What to work on:
1. Pull out the stretch of the post on Elisha from "Elisha was a" through "fair, does it?", word for word.
2. Which descriptive words does the post on Elisha use for the verses it plans to share over the next several posts?

Passage:
__________________________________________________
Friday, August 15, 2014

Very Sobering Verse: Elisha

            I’ve been thinking lately about what are some of the most powerful (yet often unnoticed) verses in the whole Bible.  The kind of verses that open your eyes and raise your eyebrows.  That humble, challenge, and convict you.  There are many that I think could make the list.  But in the next several posts, I will share what I think are some of the most sobering, sad, challenging, convicting, etc. verses in the Bible (in no particular order) and other lessons that I have learned from Scripture.

Very Sobering Verse:
            “Now Elisha was suffering from the illness from which he died . . .”  (2 Kings 13:14)
            Elisha was a prophet.  He followed directly in the footsteps of the great Elijah.  He was given a “double portion” of Elijah’s spirit (2 Kings  2:9-11), whatever that means.  He performed miracles like healing bad water, blessing a widow with abundant oil out of a little bit of it, causing a barren women to have a son and then bringing him back to life after he died, healing leprosy, etc.  And yet the Lord saw fit to give him an illness that he couldn’t heal.  He saw fit to allow Elisha to die from an incurable illness, even after Elisha gave life and health back to others and did so much for the Lord throughout his life.  Doesn’t seem fair, does it?
__________________________________________________
Stored data:
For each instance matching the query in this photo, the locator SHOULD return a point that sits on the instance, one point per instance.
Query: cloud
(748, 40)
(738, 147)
__________________________________________________
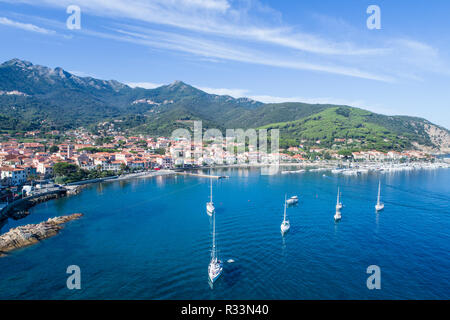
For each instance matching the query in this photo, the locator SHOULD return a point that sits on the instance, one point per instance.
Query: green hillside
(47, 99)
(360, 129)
__________________________________________________
Results by task:
1.
Elisha was a prophet.  He followed directly in the footsteps of the great Elijah.  He was given a “double portion” of Elijah’s spirit (2 Kings  2:9-11), whatever that means.  He performed miracles like healing bad water, blessing a widow with abundant oil out of a little bit of it, causing a barren women to have a son and then bringing him back to life after he died, healing leprosy, etc.  And yet the Lord saw fit to give him an illness that he couldn’t heal.  He saw fit to allow Elisha to die from an incurable illness, even after Elisha gave life and health back to others and did so much for the Lord throughout his life.  Doesn’t seem fair, does it?

2. sobering, sad, challenging, convicting